== Segment start ==

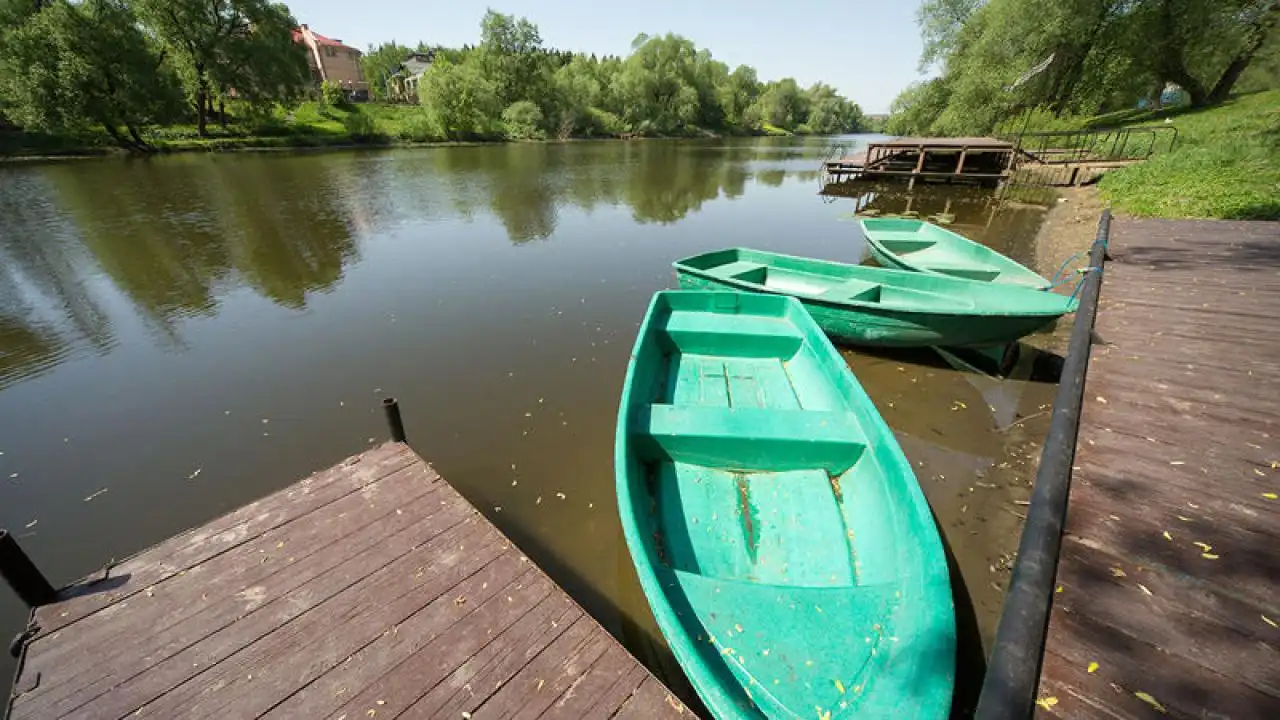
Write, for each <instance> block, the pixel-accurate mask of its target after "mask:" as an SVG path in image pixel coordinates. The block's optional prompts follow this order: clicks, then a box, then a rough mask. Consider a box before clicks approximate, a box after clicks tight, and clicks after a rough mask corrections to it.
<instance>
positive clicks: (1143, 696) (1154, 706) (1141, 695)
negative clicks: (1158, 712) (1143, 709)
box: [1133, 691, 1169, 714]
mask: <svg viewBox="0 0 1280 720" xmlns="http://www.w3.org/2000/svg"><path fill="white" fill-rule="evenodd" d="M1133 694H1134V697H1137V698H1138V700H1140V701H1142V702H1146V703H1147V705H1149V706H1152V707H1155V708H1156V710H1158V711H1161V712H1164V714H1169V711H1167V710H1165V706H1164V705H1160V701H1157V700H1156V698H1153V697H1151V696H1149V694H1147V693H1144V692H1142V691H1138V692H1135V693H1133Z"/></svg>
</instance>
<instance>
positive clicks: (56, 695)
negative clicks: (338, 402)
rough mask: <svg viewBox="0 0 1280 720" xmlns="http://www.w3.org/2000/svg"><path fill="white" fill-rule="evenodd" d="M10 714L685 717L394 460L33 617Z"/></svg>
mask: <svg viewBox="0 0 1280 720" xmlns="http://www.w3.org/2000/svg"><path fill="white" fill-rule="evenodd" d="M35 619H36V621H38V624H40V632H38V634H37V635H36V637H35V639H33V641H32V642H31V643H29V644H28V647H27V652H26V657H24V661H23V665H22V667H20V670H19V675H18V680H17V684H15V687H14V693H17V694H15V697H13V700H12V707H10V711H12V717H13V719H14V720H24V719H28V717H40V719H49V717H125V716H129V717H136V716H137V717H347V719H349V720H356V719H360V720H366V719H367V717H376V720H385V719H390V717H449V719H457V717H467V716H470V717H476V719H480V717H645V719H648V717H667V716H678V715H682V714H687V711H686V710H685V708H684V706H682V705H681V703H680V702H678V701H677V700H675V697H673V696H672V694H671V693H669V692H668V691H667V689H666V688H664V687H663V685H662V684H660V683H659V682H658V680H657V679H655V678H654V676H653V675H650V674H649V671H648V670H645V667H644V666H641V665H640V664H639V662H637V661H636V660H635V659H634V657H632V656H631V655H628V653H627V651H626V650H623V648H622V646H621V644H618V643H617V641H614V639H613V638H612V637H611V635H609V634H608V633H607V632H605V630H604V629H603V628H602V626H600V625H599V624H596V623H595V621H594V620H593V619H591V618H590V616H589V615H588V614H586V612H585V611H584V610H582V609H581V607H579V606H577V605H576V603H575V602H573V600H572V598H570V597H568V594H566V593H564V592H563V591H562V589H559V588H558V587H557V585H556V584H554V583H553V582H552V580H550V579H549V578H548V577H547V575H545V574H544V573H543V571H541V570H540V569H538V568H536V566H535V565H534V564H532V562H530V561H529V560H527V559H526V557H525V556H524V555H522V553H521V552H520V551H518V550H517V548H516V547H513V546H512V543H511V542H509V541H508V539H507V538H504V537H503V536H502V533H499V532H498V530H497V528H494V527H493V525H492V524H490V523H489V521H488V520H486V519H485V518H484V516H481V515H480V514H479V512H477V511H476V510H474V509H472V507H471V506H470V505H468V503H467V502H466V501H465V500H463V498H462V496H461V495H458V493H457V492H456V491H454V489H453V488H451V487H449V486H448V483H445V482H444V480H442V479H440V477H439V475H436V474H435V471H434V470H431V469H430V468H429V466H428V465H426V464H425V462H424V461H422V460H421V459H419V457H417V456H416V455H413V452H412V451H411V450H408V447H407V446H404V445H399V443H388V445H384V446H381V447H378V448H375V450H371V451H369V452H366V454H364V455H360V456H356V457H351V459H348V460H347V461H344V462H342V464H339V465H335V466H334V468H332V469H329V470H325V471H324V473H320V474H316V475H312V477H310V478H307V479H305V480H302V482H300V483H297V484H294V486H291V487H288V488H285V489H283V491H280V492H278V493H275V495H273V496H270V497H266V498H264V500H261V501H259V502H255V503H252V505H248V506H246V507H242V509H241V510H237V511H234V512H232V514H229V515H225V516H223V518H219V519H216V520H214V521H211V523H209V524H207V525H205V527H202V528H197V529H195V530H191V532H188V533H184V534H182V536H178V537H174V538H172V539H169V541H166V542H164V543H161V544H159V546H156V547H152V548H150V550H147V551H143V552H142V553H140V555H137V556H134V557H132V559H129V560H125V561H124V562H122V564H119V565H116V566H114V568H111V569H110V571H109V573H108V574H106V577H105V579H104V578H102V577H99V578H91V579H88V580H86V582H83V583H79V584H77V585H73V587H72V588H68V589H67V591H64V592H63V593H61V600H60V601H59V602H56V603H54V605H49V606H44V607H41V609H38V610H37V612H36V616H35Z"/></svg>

== Segment end ==

** WORK INSTRUCTIONS **
Please print the records above word for word, leaving every image out.

** ANSWER BOX **
Write, for each <instance> block, the pixel-accurate mask of its target after "mask:" as an SVG path in image pixel coordinates. The block's optional prompts follow this order: clicks, then a box, then a rough mask. Consider a box before clicks approximate, a box after clicks tight, and clicks after a rough mask corrections to it.
<instance>
positive clicks: (1143, 696) (1154, 706) (1141, 695)
negative clicks: (1158, 712) (1143, 709)
box: [1133, 691, 1169, 714]
mask: <svg viewBox="0 0 1280 720" xmlns="http://www.w3.org/2000/svg"><path fill="white" fill-rule="evenodd" d="M1133 694H1134V697H1137V698H1138V700H1140V701H1142V702H1146V703H1147V705H1149V706H1152V707H1155V708H1156V710H1158V711H1161V712H1164V714H1169V711H1167V710H1165V706H1164V705H1160V701H1157V700H1156V698H1153V697H1151V696H1149V694H1147V693H1144V692H1142V691H1138V692H1135V693H1133Z"/></svg>
</instance>
<instance>
positive clicks: (56, 695)
negative clicks: (338, 402)
rough mask: <svg viewBox="0 0 1280 720" xmlns="http://www.w3.org/2000/svg"><path fill="white" fill-rule="evenodd" d="M10 714L685 717L394 460L33 617Z"/></svg>
mask: <svg viewBox="0 0 1280 720" xmlns="http://www.w3.org/2000/svg"><path fill="white" fill-rule="evenodd" d="M35 619H36V621H38V624H40V632H38V634H37V635H36V637H35V639H33V641H32V642H31V643H29V644H28V647H27V652H26V657H24V661H23V665H22V667H20V670H19V675H18V680H17V684H15V687H14V693H17V694H15V697H13V700H12V707H10V711H12V717H13V719H14V720H24V719H28V717H40V719H49V717H125V716H129V717H136V716H137V717H347V719H349V720H356V719H360V720H366V719H367V717H376V720H385V719H390V717H449V719H457V717H467V716H470V717H476V719H480V717H645V719H648V717H667V716H678V715H682V714H687V711H686V710H685V708H684V706H682V705H681V703H680V702H678V701H677V700H675V697H673V696H672V694H671V693H669V692H668V691H667V689H666V688H664V687H663V685H662V684H660V683H659V682H658V680H657V679H655V678H654V676H653V675H650V674H649V671H648V670H645V667H644V666H641V665H640V664H639V662H637V661H636V660H635V659H634V657H632V656H631V655H628V653H627V651H626V650H623V648H622V646H621V644H618V643H617V641H614V639H613V638H612V637H611V635H609V634H608V633H607V632H605V630H604V629H603V628H602V626H600V625H599V624H596V623H595V621H594V620H593V619H591V618H590V616H589V615H588V614H586V612H585V611H584V610H582V609H581V607H579V606H577V605H576V603H575V602H573V600H572V598H570V597H568V594H566V593H564V592H563V591H562V589H559V588H558V587H557V585H556V584H554V583H553V582H552V580H550V579H549V578H548V577H547V575H545V574H544V573H543V571H541V570H540V569H538V568H536V566H535V565H534V564H532V562H530V561H529V560H527V559H526V557H525V556H524V555H522V553H521V552H520V551H518V550H517V548H516V547H513V546H512V543H511V542H509V541H508V539H507V538H504V537H503V536H502V533H499V532H498V530H497V528H494V527H493V525H492V524H490V523H489V521H488V520H486V519H485V518H484V516H481V515H480V514H479V512H477V511H476V510H474V509H472V507H471V506H470V505H468V503H467V502H466V501H465V500H463V498H462V496H461V495H458V493H457V492H456V491H454V489H453V488H451V487H449V486H448V483H445V482H444V480H442V479H440V477H439V475H436V474H435V471H434V470H431V469H430V468H429V466H428V465H426V464H425V462H424V461H422V460H421V459H419V457H417V456H416V455H413V452H412V451H411V450H408V447H407V446H404V445H399V443H388V445H384V446H381V447H378V448H375V450H371V451H369V452H366V454H364V455H360V456H356V457H351V459H348V460H347V461H344V462H342V464H339V465H335V466H334V468H332V469H329V470H325V471H324V473H320V474H316V475H312V477H310V478H307V479H305V480H302V482H300V483H297V484H294V486H291V487H288V488H285V489H283V491H280V492H278V493H275V495H273V496H270V497H266V498H264V500H261V501H259V502H255V503H252V505H248V506H246V507H242V509H241V510H237V511H234V512H232V514H229V515H225V516H223V518H219V519H216V520H214V521H211V523H209V524H207V525H205V527H202V528H197V529H195V530H191V532H188V533H184V534H182V536H178V537H174V538H172V539H169V541H166V542H164V543H161V544H159V546H156V547H152V548H150V550H147V551H143V552H142V553H140V555H137V556H134V557H132V559H129V560H125V561H124V562H122V564H119V565H116V566H114V568H111V569H110V571H109V573H108V574H106V577H105V579H104V578H102V577H99V578H91V579H88V580H86V582H83V583H79V584H77V585H73V587H72V588H68V589H67V591H64V592H63V593H61V600H60V601H59V602H56V603H54V605H49V606H44V607H41V609H38V610H37V612H36V616H35Z"/></svg>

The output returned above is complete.